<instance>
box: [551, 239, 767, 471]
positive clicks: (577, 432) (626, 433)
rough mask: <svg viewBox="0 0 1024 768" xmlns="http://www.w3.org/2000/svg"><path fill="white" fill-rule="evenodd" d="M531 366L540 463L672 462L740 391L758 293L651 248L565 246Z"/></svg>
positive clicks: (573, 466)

________________________________________

## Task item:
Reproduce all of the items above, line for line, with no changes.

## Result for this exercise:
<instance>
box: [551, 239, 767, 471]
positive clicks: (577, 432) (626, 433)
rough mask: <svg viewBox="0 0 1024 768" xmlns="http://www.w3.org/2000/svg"><path fill="white" fill-rule="evenodd" d="M531 366L540 463L672 462L740 391L758 293L651 248L565 246Z"/></svg>
positive clicks: (573, 466)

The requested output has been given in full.